### [Indicación A]
Muestra cada línea de los registros en la que aparezca la cadena "shirt". Se distingue entre mayúsculas y minúsculas.

### [Texto proporcionado]
++++++++++++++++++++

Martes 15 de agosto de 2006
Luis Hernández Navarro
Oaxaca: el regreso de la guerra sucia
En Oaxaca la guerra sucia regresó. La lista de las atrocidades cometidas por el gobierno de Ulises Ruiz en contra del movimiento magisterial y la Asamblea Popular del Pueblo Oaxaqueño (APPO) crece día con día. Junto a la ingobernabilidad del estado ha emergido una grave crisis de derechos humanos.
Asesinato de ciudadanos inconformes a manos de sicarios y policías vestidos de civil, disparos de armas de fuego en contra de periódicos y estaciones de radio independientes, secuestro y tortura de dirigentes sociales por brigadas paramilitares, amenazas de muerte, centros de detención clandestinos, incendio de autobuses por grupos de porros ligados a autoridades priístas locales y detención arbitraria sin órdenes de aprehensión de líderes populares son algunas de las agresiones cometidas en contra del movimiento civil que exige la renuncia del gobernador de la entidad.
La violencia física dirigida a opositores no es una novedad en Oaxaca. Es parte de la cultura política de la clase estatal. Organizaciones campesinas, comunidades indígenas, el sindicato magisterial y ciudadanos en la entidad han sufrido persecución política y abusos policiales desde hace décadas. En los años ochenta Amnistía Internacional elaboró un amplio informe documentando las violaciones a los derechos humanos en las zonas rurales de Chiapas y Oaxaca. Cacicazgos, desapariciones forzadas, asesinatos de disidentes políticos y detenciones arbitrarias han sido instrumentos habituales de gobierno en las diferentes administraciones estatales.
La novedad de la violencia local contra los opositores que actualmente se vive es que se realiza en contra del más importante y vigoroso movimiento social en la entidad en décadas y que se hace "extraoficialmente". Esto significa que la mayoría de los actos represivos son ejecutados por policías estatales vestidos de civil, que no reconocen serlo, y por paramilitares. En ocasiones han contado con el apoyo de presidentes municipales de filiación priísta.
El gobierno estatal no admite, usualmente, responsabilidad alguna en estos hechos, aunque algunos detenidos sean después encarcelados en penales de alta seguridad. En la entidad se vive un nuevo episodio de la guerra sucia que sacudió a nuestro país entre los años sesenta y los ochenta y que provocó la desaparición de mil 200 personas.

++++++++++++++++++++

### [Datos]
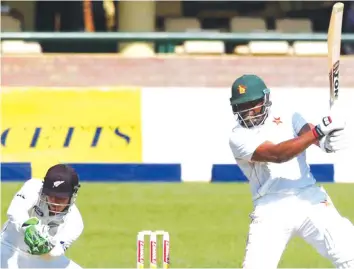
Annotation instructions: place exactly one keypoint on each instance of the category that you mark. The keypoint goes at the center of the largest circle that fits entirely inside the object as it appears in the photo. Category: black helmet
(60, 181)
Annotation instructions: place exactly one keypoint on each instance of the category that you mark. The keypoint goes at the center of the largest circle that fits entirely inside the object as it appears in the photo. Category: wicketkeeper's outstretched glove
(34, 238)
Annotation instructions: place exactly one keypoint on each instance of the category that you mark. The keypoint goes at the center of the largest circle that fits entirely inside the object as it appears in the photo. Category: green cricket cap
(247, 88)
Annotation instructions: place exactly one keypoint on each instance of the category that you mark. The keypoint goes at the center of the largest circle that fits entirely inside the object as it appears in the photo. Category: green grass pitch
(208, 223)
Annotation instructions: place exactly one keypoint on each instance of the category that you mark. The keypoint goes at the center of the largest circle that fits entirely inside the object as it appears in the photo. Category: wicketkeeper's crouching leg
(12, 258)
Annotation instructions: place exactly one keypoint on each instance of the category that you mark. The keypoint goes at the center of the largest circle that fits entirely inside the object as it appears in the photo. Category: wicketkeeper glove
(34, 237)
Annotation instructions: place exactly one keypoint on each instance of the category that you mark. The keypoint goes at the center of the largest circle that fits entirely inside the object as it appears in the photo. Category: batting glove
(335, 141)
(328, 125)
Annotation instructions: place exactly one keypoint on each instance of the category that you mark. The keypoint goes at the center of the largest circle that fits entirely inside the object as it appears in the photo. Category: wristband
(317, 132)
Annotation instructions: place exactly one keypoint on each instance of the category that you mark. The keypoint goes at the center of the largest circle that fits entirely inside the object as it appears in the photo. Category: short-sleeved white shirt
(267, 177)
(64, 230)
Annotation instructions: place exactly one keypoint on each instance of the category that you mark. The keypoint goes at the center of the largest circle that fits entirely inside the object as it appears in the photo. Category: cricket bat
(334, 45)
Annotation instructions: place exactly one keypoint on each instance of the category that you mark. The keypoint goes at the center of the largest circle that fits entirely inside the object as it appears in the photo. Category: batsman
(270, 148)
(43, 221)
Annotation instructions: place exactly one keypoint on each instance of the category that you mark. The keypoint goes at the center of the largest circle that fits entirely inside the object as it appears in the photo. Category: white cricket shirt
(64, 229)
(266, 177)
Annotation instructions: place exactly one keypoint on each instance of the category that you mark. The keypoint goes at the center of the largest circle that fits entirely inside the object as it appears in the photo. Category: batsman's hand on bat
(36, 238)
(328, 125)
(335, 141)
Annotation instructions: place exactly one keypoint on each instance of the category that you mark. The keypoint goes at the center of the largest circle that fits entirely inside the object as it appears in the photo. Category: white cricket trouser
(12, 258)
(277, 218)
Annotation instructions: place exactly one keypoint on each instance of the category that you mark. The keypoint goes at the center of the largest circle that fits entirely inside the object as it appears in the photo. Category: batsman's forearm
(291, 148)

++++++++++++++++++++

### [Indicación B]
Según el artículo sobre Oaxaca, ¿qué organización elaboró en los años ochenta un informe sobre las violaciones a los derechos humanos en las zonas rurales de Chiapas y Oaxaca?

### [Solución A]
Annotation instructions: place exactly one keypoint on each instance of the category that you mark. The keypoint goes at the center of the largest circle that fits entirely inside the object as it appears in the photo. Category: short-sleeved white shirt
Annotation instructions: place exactly one keypoint on each instance of the category that you mark. The keypoint goes at the center of the largest circle that fits entirely inside the object as it appears in the photo. Category: white cricket shirt

### [Solución B]
Amnistía Internacional.